» EXERCISE
Return the lines below, starting at the first one and ending with the line that contains "POLYGON ((647 70, 651", copying each one verbatim. Leave the pictures out of your answer.

--- Begin RECORDS PROVIDED ---

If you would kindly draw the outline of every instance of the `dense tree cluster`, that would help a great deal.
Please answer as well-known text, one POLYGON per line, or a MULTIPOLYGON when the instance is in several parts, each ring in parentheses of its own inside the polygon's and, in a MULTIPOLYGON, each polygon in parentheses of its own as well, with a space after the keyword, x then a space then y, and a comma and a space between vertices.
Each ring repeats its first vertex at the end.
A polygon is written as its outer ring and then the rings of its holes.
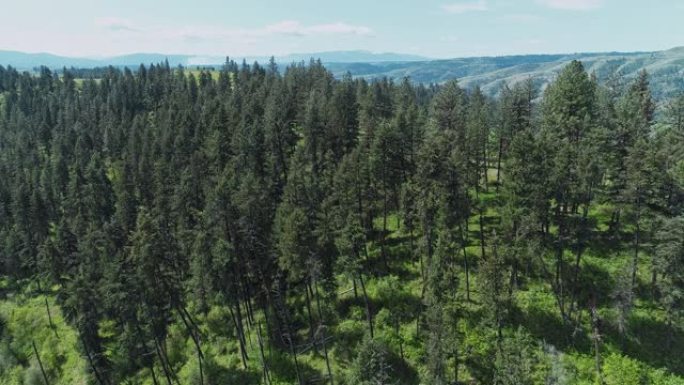
POLYGON ((226 381, 219 337, 256 373, 236 383, 552 381, 531 287, 599 381, 638 301, 681 351, 684 98, 656 123, 645 72, 615 90, 573 62, 495 99, 314 61, 86 75, 0 67, 0 275, 56 296, 93 383, 180 383, 174 333, 198 384, 226 381), (587 255, 628 263, 605 282, 587 255))

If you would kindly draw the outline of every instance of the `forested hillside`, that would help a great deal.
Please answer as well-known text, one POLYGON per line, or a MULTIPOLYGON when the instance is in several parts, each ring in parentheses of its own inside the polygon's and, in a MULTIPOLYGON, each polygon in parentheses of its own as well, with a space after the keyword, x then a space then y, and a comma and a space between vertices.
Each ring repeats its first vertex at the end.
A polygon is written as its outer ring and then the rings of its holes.
POLYGON ((0 67, 0 384, 684 384, 684 97, 535 84, 0 67))
POLYGON ((647 70, 651 92, 660 101, 684 91, 684 48, 658 52, 599 52, 556 55, 519 55, 473 57, 420 62, 331 63, 328 68, 337 76, 350 72, 366 80, 410 77, 416 82, 443 83, 459 79, 464 88, 480 87, 487 95, 498 95, 505 84, 534 79, 546 87, 573 60, 581 61, 590 75, 601 82, 629 82, 647 70))

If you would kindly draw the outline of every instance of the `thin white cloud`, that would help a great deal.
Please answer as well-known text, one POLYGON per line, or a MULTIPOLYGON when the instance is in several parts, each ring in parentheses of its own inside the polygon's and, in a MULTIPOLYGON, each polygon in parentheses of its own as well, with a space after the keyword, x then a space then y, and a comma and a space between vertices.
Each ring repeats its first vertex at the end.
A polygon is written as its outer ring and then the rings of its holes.
POLYGON ((462 1, 442 6, 442 9, 449 13, 461 14, 466 12, 482 12, 489 9, 485 0, 462 1))
POLYGON ((537 2, 550 8, 570 11, 587 11, 603 5, 603 0, 537 0, 537 2))
POLYGON ((139 29, 135 27, 133 22, 128 19, 121 19, 118 17, 103 17, 95 20, 95 24, 99 27, 108 29, 110 31, 128 31, 137 32, 139 29))
POLYGON ((539 15, 532 15, 528 13, 513 13, 510 15, 504 15, 499 18, 501 21, 511 22, 511 23, 536 23, 538 21, 544 20, 539 15))
POLYGON ((329 24, 316 24, 310 26, 304 26, 298 21, 286 20, 276 24, 271 24, 263 28, 263 30, 248 31, 248 33, 256 34, 283 34, 283 35, 295 35, 295 36, 308 36, 308 35, 371 35, 373 30, 361 26, 352 25, 342 22, 329 23, 329 24))
POLYGON ((305 37, 313 35, 352 35, 369 36, 373 30, 362 25, 344 22, 304 25, 296 20, 284 20, 259 28, 224 28, 213 26, 138 26, 130 20, 101 18, 96 20, 101 28, 112 32, 139 32, 166 39, 183 38, 189 41, 216 39, 258 39, 277 36, 305 37))

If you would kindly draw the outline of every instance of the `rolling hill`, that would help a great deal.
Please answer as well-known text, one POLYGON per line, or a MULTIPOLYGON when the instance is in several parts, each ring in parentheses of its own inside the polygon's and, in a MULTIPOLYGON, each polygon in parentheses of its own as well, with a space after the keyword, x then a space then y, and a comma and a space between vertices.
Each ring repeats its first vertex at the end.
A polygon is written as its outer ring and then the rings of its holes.
MULTIPOLYGON (((684 47, 657 52, 607 52, 554 55, 518 55, 499 57, 472 57, 433 60, 425 57, 369 51, 331 51, 290 54, 276 57, 281 64, 308 61, 318 58, 337 77, 350 73, 354 77, 377 79, 409 77, 419 83, 443 83, 459 79, 466 88, 479 86, 489 95, 499 92, 504 84, 513 84, 533 78, 544 87, 558 71, 572 60, 580 60, 589 72, 605 81, 615 74, 624 79, 634 77, 642 69, 651 75, 653 93, 658 100, 667 100, 684 91, 684 47)), ((236 58, 242 60, 242 58, 236 58)), ((0 65, 30 70, 44 65, 93 68, 113 65, 136 68, 168 60, 171 66, 217 66, 224 57, 165 55, 138 53, 109 58, 71 58, 46 53, 0 51, 0 65)), ((266 62, 268 57, 245 58, 248 62, 266 62)))
POLYGON ((625 79, 642 69, 651 75, 658 99, 667 99, 684 91, 684 48, 659 52, 609 52, 568 55, 522 55, 391 63, 331 63, 327 67, 336 76, 349 72, 355 77, 374 79, 410 77, 421 83, 442 83, 457 78, 464 87, 480 86, 496 94, 504 84, 533 78, 544 86, 572 60, 580 60, 590 73, 605 81, 613 74, 625 79))

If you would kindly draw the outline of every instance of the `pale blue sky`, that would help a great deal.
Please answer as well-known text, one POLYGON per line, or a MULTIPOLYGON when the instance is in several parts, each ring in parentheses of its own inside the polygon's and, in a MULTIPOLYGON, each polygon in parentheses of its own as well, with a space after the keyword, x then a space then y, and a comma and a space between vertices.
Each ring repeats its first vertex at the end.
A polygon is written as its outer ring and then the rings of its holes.
POLYGON ((256 56, 364 49, 431 57, 684 45, 684 0, 13 0, 0 50, 256 56))

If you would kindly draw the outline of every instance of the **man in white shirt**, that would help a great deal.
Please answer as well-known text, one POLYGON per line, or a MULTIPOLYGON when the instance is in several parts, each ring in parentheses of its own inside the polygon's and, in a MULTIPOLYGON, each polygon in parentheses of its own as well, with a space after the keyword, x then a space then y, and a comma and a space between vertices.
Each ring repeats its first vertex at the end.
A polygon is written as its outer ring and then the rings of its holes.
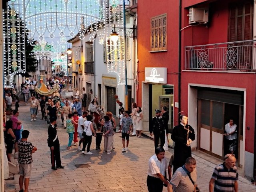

--- End RECORDS PROVIDED ---

» SOLUTION TO THE EXERCISE
If you would kindly draw the outline of every instance of the `dense tree cluster`, that would help a great deal.
Please answer as well-known text, one POLYGON per line, or a MULTIPOLYGON when the instance is in several parts, each ring in parentheses of its own inside the polygon's and, in a MULTIPOLYGON, each polygon in parentheses of its own as well, with a space after the keyword, x then a space then y, and a comma and a space between vertices.
Each ring repeats its first vertex at the end.
A polygon is written as its outer ring and then the rings of its holes.
POLYGON ((226 381, 219 337, 256 373, 236 383, 552 381, 531 287, 599 381, 638 301, 681 351, 684 98, 656 123, 645 72, 615 90, 573 62, 495 99, 314 61, 86 75, 0 67, 0 275, 56 296, 93 383, 180 383, 174 333, 198 384, 226 381), (587 255, 628 263, 605 282, 587 255))

If you would kindly draw the outline of every instance of the `forested hillside`, that would help a great deal.
Please answer as well-known text, one POLYGON per line, or a MULTIPOLYGON when the instance is in several parts, each ring in parentheses of its own inside the polygon's and, in a MULTIPOLYGON, each polygon in parentheses of its own as well, with a space after the keyword, x then a space then y, and a comma and a space between vertices.
Each ring repeats its first vertex at the end.
A polygon is written as its outer ring and then the rings of its holes.
POLYGON ((0 67, 0 384, 684 384, 684 97, 535 84, 0 67))
POLYGON ((647 70, 651 92, 660 101, 684 91, 684 48, 658 52, 599 52, 556 55, 519 55, 473 57, 420 62, 331 63, 328 68, 337 76, 350 72, 366 80, 410 77, 416 82, 443 83, 459 79, 464 88, 480 87, 487 95, 498 95, 505 84, 534 79, 546 87, 573 60, 581 61, 590 75, 601 82, 629 82, 647 70))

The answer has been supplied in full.